(EXCERPT PROVIDED Opens)

Amendment 11: Property Rights; Removal of Obsolete Provision; Criminal Statutes
Supporters of this proposal consider it a “clean-up” measure. Amendment 11 would eliminate an unenforceable section in the state Constitution that prohibits “aliens ineligible for citizenship” from owning property.
The proposal also would strike obsolete language that authorizes a high-speed rail system. And it would revise the Constitution to make it clear that the repeal of a criminal law does not affect the prosecution of any crime committed before the repeal, although it could allow the punishment to be adjusted in light of the repealed or modified statute.
Amendment 12: Lobbying and Abuse of Office by Public Officers
This government ethics proposal would impose a six-year ban on lobbying by state and local elected officials, expanding the current two-year prohibition.
Amendment 12 was spearheaded by former Florida Senate President Don Gaetz, a Niceville Republican who served on the Constitution Revision Commission.
Amendment 12 would forbid state lawmakers and statewide elected officials from lobbying the Legislature, any state agency or Cabinet offices for six years after they leave office. Also, former state agency heads would be banned from lobbying their former agencies, as well as the Legislature and other state agencies.

(EXCERPT PROVIDED Closes)
(THE DATA Opens)

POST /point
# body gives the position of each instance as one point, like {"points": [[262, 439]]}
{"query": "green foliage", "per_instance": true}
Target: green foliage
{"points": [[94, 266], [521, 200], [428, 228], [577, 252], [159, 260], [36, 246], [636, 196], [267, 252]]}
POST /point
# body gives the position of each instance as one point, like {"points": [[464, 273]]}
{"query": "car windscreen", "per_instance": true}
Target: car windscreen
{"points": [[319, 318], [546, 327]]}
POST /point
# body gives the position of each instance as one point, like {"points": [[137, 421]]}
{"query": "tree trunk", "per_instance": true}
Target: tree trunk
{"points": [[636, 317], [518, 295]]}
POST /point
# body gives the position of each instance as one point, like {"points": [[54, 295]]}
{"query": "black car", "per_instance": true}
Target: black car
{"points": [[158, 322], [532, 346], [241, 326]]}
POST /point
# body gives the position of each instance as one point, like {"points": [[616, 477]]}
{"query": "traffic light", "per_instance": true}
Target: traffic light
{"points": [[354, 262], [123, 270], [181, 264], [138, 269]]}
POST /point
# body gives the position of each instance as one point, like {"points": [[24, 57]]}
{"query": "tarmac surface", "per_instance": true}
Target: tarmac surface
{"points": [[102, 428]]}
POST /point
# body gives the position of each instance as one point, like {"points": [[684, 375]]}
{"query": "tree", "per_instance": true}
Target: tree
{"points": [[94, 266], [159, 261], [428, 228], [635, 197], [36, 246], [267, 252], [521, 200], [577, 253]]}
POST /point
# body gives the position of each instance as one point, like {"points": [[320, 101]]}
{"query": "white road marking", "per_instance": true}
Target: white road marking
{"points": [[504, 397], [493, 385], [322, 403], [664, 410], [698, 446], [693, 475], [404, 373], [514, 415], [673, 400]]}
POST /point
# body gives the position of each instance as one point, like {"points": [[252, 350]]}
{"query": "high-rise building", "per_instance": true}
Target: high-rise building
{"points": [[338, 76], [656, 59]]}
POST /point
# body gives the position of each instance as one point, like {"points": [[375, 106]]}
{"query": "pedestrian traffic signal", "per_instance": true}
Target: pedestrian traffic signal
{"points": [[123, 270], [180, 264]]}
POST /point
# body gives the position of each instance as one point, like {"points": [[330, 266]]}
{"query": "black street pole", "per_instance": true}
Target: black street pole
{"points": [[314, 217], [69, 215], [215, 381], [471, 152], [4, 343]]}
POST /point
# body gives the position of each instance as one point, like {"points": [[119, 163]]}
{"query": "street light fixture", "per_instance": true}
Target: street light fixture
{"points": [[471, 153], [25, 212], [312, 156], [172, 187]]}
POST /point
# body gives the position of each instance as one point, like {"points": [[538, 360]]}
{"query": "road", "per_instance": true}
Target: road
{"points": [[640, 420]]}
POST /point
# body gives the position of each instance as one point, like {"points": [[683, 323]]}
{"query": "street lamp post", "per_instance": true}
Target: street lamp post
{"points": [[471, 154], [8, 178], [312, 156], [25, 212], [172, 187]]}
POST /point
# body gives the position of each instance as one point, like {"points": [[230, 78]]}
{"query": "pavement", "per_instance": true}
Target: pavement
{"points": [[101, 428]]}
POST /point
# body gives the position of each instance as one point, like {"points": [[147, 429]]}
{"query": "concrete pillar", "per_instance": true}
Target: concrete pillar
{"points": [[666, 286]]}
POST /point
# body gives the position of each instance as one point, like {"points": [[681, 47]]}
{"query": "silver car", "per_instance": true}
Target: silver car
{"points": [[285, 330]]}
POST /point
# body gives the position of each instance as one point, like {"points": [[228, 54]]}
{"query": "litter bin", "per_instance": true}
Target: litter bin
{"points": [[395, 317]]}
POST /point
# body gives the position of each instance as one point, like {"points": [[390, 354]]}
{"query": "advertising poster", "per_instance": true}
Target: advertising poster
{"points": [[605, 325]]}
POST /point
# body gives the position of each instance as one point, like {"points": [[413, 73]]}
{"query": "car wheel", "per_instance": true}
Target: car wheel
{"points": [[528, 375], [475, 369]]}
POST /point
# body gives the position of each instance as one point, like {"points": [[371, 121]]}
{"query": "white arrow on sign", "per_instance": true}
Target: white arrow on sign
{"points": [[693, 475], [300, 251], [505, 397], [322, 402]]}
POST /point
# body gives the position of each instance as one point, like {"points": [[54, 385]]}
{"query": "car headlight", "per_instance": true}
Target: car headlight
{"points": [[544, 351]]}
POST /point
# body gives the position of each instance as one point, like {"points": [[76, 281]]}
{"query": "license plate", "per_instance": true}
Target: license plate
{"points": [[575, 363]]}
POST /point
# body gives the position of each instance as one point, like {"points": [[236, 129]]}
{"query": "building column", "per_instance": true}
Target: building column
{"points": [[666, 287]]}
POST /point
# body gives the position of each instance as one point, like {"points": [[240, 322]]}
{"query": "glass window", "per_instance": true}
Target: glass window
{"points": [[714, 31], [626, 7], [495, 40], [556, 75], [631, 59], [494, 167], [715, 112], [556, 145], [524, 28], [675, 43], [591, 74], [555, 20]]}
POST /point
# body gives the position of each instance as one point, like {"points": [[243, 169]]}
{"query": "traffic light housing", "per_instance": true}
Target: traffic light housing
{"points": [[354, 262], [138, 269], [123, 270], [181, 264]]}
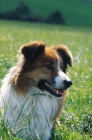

(THE DATA Closes)

ASSIGNED TASK A >> According to the amendment summaries, which bodies would Amendment 12 bar state lawmakers and statewide elected officials from lobbying for six years after they leave office?
ASSIGNED TASK B >> Copy the amendment summaries starting with "Amendment 11: Property" and going on through "current two-year prohibition.", renaming "Amendment 11" as "Measure 11".
None of this data is needed.

TASK OUTPUT A >>
- The Legislature
- Any state agency
- Cabinet offices

TASK OUTPUT B >>
Measure 11: Property Rights; Removal of Obsolete Provision; Criminal Statutes
Supporters of this proposal consider it a “clean-up” measure. Measure 11 would eliminate an unenforceable section in the state Constitution that prohibits “aliens ineligible for citizenship” from owning property.
The proposal also would strike obsolete language that authorizes a high-speed rail system. And it would revise the Constitution to make it clear that the repeal of a criminal law does not affect the prosecution of any crime committed before the repeal, although it could allow the punishment to be adjusted in light of the repealed or modified statute.
Amendment 12: Lobbying and Abuse of Office by Public Officers
This government ethics proposal would impose a six-year ban on lobbying by state and local elected officials, expanding the current two-year prohibition.